__Exercise directions__.
Could you reproduce, exactly and alone, the lines running from the one with "The content of" to the end of the data below?

[Stored dataset items]
= Beginning of Section =
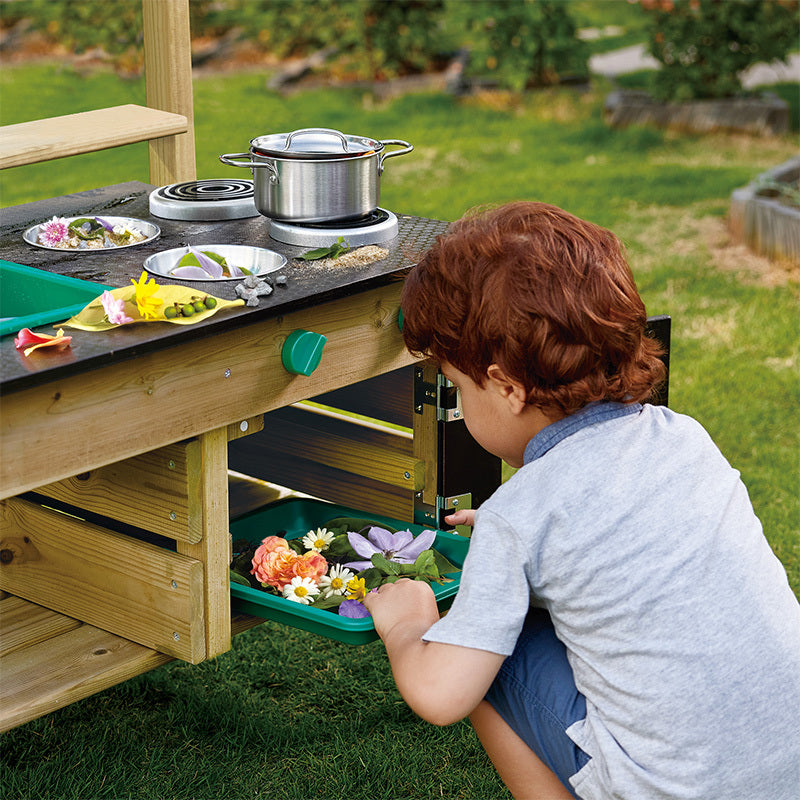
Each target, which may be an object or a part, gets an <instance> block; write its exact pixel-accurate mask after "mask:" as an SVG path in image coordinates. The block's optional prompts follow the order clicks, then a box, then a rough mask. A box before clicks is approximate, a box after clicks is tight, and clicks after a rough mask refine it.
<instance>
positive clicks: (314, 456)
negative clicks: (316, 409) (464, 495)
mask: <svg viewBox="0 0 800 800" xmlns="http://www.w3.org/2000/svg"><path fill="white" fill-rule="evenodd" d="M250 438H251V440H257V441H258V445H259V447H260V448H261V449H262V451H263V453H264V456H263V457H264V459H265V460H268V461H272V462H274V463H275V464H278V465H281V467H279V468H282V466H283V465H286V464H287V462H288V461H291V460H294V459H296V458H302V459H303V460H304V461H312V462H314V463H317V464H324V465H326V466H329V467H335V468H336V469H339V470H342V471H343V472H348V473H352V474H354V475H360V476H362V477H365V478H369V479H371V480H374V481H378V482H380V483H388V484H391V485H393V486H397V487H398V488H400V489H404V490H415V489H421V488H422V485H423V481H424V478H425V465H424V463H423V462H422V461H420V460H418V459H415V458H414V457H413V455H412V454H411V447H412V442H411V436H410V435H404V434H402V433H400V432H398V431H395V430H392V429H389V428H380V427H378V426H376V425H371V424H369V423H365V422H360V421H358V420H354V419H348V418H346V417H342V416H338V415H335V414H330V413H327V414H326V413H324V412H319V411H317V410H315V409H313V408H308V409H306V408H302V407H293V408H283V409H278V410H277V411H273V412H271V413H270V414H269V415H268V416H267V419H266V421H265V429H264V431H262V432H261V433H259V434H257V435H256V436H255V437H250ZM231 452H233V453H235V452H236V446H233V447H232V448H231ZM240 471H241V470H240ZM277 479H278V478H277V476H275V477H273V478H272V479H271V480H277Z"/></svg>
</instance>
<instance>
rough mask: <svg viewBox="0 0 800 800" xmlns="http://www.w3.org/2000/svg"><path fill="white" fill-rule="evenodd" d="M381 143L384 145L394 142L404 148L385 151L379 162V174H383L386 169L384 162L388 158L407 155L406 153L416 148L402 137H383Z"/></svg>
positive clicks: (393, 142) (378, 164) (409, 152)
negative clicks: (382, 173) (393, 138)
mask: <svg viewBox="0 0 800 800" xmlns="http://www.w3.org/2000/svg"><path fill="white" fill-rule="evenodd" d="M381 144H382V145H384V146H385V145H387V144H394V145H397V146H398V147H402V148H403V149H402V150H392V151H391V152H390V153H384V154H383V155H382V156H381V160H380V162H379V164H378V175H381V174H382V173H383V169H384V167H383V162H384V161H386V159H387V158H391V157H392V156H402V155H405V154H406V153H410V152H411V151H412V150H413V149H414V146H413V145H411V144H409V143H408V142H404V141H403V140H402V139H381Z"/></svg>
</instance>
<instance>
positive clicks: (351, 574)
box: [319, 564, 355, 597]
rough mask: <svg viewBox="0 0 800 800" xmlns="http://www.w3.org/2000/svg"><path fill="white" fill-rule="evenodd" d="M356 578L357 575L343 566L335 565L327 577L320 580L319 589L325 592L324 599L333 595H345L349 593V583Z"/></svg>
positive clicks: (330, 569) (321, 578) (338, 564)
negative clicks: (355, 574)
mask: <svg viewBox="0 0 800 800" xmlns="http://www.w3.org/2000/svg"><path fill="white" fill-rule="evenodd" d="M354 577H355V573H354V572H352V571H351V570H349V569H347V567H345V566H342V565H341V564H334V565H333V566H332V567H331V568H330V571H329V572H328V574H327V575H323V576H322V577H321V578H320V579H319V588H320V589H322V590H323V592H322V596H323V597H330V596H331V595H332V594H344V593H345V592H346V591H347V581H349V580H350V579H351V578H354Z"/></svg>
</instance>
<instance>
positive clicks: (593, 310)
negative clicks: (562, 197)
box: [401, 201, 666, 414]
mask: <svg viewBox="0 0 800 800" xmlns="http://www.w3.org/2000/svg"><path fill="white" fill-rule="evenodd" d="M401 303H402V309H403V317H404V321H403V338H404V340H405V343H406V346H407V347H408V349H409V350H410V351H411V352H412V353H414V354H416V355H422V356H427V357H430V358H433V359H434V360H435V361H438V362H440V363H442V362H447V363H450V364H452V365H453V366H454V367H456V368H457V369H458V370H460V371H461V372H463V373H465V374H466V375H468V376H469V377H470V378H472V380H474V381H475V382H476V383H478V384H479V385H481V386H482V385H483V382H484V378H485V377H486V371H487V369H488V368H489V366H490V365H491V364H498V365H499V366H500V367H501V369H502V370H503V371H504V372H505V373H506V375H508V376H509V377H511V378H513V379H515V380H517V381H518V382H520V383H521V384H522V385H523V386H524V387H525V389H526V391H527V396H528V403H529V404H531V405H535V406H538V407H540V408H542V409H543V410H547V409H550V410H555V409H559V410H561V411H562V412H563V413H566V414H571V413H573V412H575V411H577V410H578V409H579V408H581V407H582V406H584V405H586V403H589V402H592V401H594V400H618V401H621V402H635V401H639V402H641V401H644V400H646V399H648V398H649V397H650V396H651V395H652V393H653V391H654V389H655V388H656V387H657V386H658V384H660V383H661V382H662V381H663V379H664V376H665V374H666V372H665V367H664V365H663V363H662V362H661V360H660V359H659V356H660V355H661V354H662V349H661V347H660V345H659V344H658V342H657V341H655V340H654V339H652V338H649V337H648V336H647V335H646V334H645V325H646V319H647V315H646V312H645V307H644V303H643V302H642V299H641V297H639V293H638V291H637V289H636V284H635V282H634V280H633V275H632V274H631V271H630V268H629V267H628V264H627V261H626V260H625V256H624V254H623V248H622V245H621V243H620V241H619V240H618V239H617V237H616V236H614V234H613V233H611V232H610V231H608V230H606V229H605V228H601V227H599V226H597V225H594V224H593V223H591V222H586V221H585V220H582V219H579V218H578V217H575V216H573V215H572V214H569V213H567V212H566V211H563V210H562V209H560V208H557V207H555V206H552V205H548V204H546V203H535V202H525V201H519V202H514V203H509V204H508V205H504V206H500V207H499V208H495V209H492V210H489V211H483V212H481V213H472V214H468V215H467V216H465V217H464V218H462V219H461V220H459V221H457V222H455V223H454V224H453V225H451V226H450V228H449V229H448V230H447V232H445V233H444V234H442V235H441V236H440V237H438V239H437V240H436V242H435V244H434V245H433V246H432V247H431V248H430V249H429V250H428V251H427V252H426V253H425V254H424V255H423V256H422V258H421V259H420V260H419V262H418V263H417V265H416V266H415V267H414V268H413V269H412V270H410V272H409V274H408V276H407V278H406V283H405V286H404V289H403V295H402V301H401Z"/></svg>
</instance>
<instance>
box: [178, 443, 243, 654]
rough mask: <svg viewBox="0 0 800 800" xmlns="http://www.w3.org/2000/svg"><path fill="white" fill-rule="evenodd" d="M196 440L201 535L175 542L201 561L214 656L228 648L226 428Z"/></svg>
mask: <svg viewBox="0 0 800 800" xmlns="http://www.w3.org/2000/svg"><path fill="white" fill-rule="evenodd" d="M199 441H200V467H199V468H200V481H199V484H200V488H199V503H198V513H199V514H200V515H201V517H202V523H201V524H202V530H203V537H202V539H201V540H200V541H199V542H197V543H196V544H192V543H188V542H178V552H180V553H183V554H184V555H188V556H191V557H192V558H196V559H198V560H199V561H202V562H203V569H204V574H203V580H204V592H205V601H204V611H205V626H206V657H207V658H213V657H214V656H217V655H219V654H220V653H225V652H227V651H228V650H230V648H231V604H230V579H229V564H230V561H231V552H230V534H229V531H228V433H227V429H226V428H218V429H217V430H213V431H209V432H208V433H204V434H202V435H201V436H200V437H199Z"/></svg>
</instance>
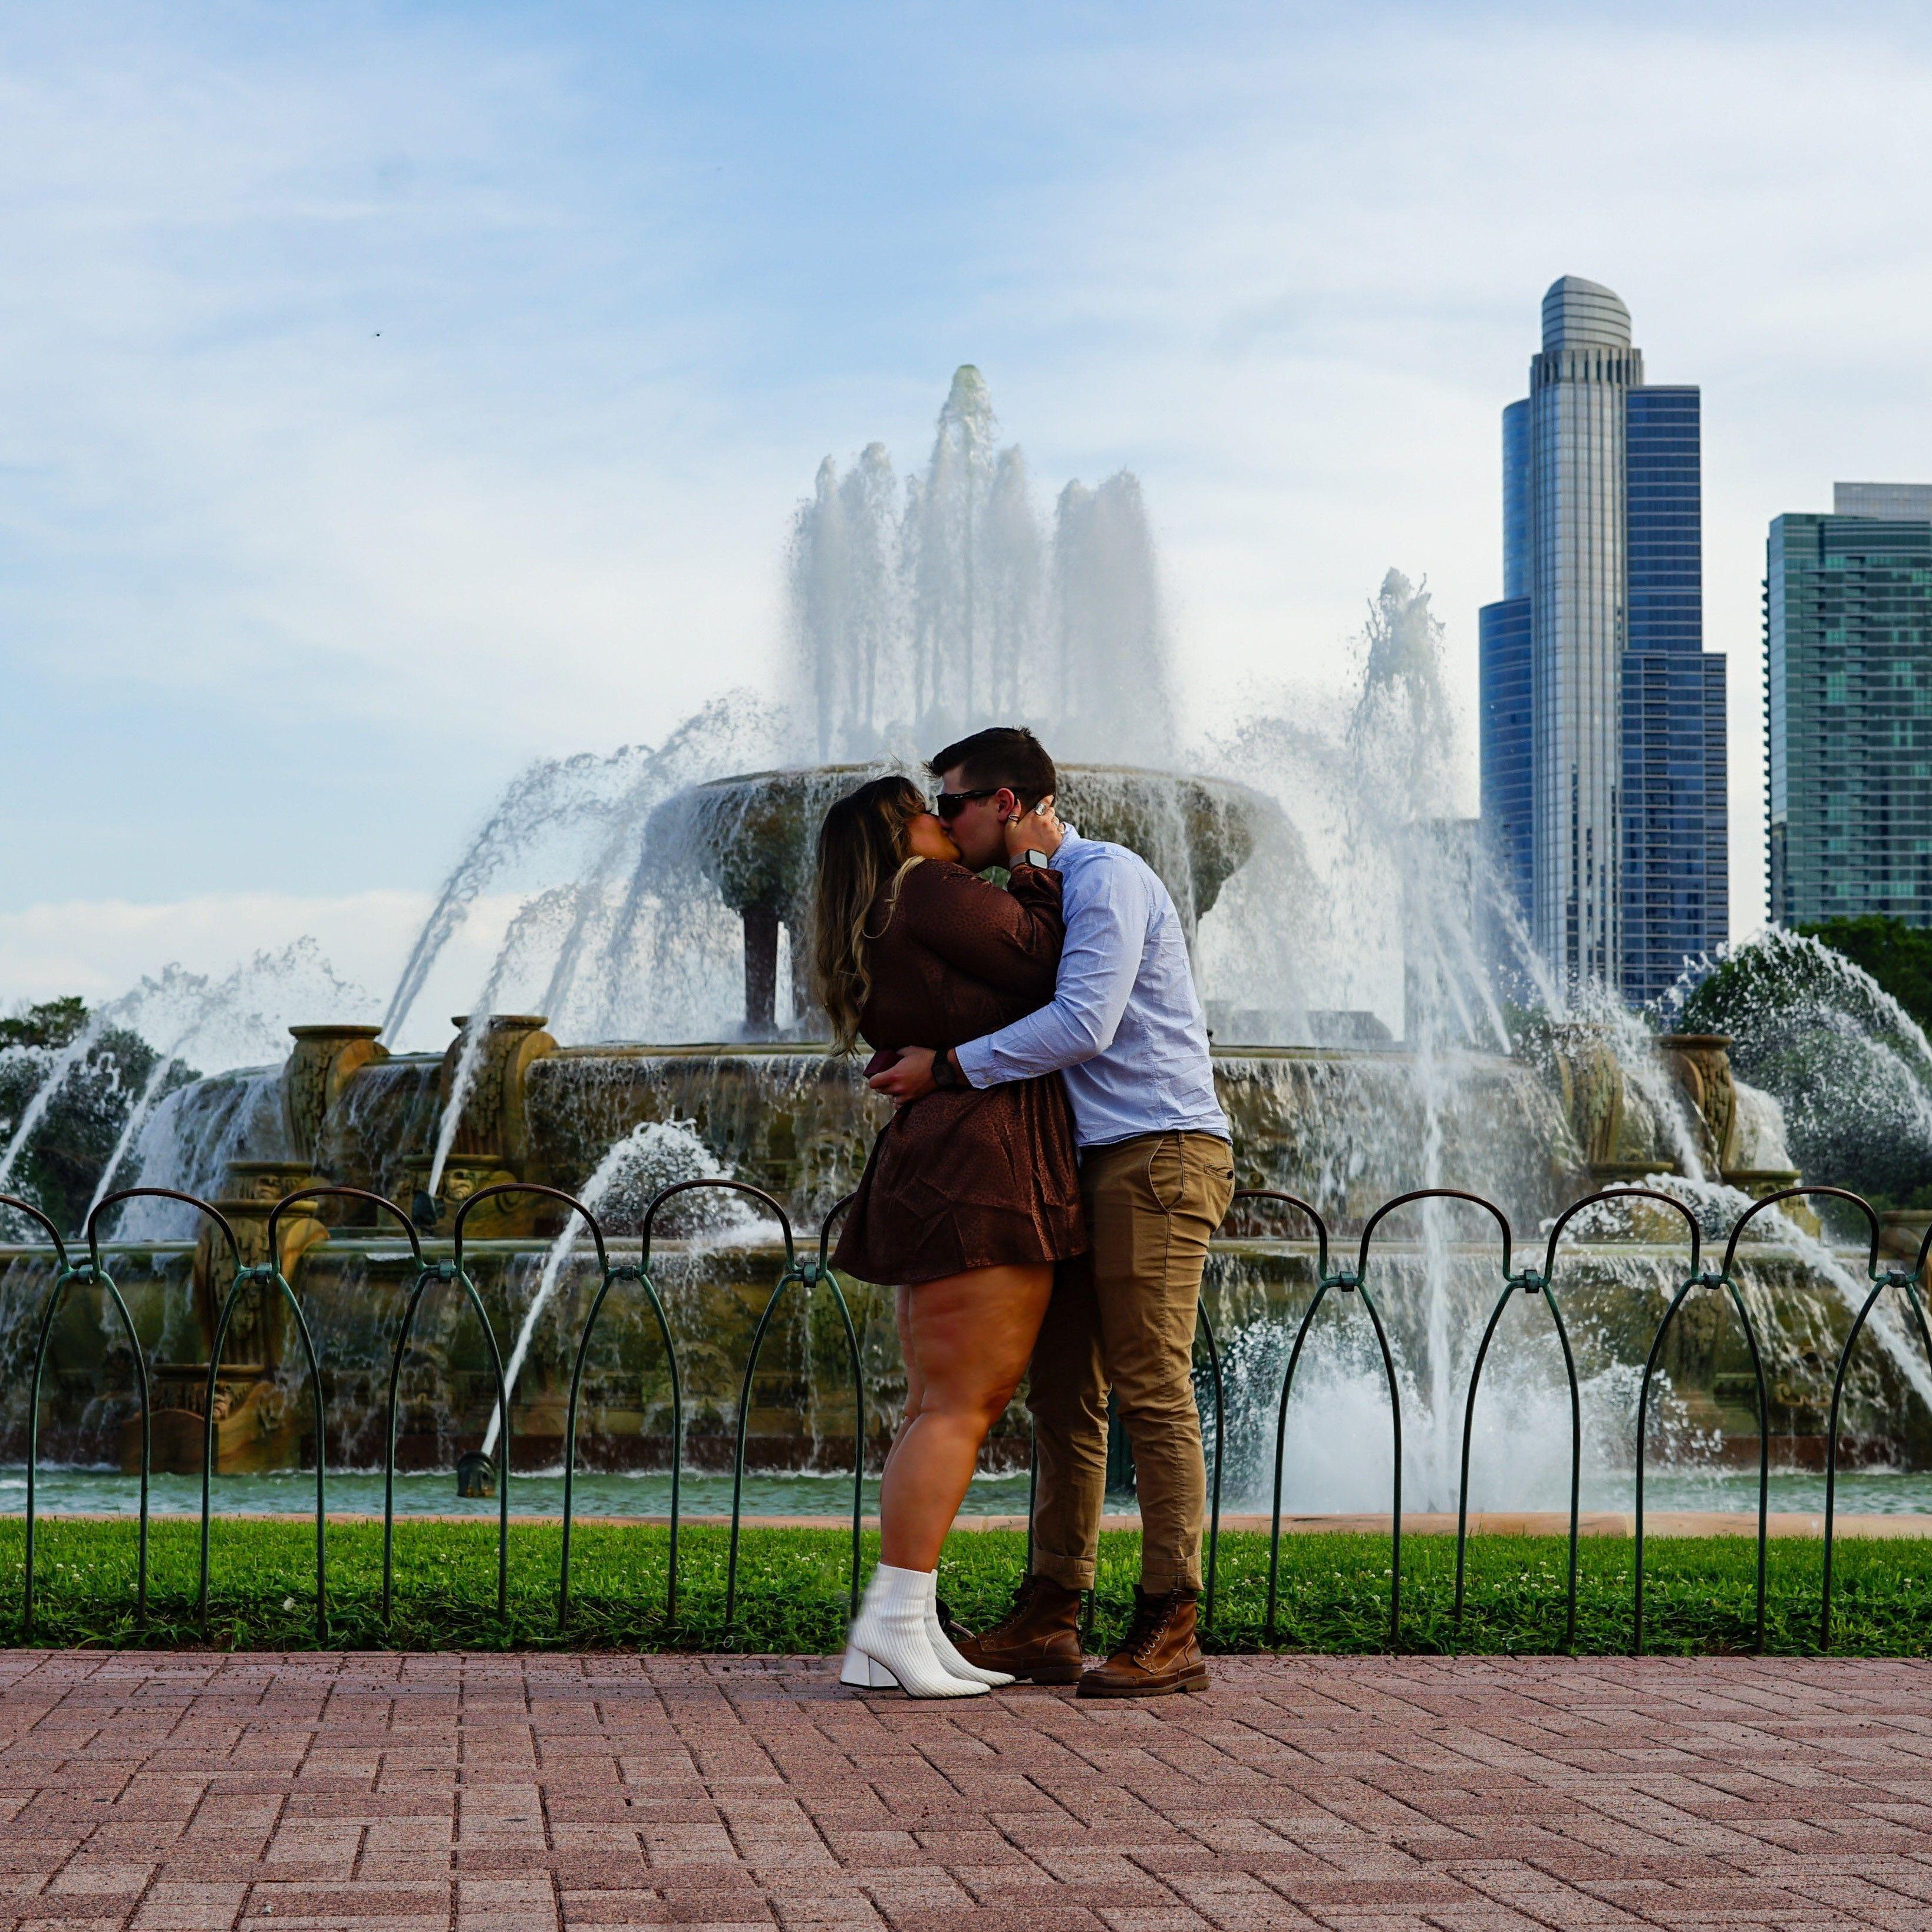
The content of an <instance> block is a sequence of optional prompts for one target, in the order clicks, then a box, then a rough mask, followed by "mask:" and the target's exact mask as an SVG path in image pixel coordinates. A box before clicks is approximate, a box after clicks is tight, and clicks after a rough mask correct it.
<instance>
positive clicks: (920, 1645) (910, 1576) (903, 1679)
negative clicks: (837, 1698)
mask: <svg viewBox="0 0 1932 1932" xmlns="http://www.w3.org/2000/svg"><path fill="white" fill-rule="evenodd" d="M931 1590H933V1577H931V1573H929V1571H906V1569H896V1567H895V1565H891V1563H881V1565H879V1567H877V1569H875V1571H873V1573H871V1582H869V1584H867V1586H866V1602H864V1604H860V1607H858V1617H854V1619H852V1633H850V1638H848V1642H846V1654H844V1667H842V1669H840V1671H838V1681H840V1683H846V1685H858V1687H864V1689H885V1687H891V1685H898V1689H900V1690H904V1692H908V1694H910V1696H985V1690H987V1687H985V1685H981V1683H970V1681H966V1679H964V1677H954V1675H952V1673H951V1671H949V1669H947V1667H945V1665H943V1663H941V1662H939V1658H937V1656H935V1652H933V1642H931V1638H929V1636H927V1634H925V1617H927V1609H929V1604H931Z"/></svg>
= End of Section =
__Output for this exercise__.
The content of an <instance> block is a sequence of optional prompts for one target, in the order clicks, then a box, then a rough mask, followed by "mask:" and the target's exact mask as an SVG path in image pixel coordinates. A box before clicks is approximate, a box after clicks is tight, and clicks after a rough mask correct it.
<instance>
positive clicks: (920, 1645) (910, 1576) (903, 1679)
negative clicks: (837, 1698)
mask: <svg viewBox="0 0 1932 1932" xmlns="http://www.w3.org/2000/svg"><path fill="white" fill-rule="evenodd" d="M931 1590H933V1577H931V1573H929V1571H906V1569H896V1567H895V1565H891V1563H881V1565H879V1567H877V1569H875V1571H873V1573H871V1582H869V1584H867V1586H866V1602H864V1604H860V1607H858V1617H854V1619H852V1633H850V1638H848V1642H846V1654H844V1667H842V1669H840V1671H838V1681H840V1683H846V1685H858V1687H864V1689H885V1687H891V1685H898V1689H900V1690H904V1692H908V1694H910V1696H985V1690H987V1687H985V1685H981V1683H970V1681H966V1679H964V1677H954V1675H952V1673H951V1671H949V1669H947V1667H945V1665H943V1663H941V1662H939V1658H937V1656H935V1652H933V1642H931V1638H929V1636H927V1634H925V1617H927V1609H929V1604H931Z"/></svg>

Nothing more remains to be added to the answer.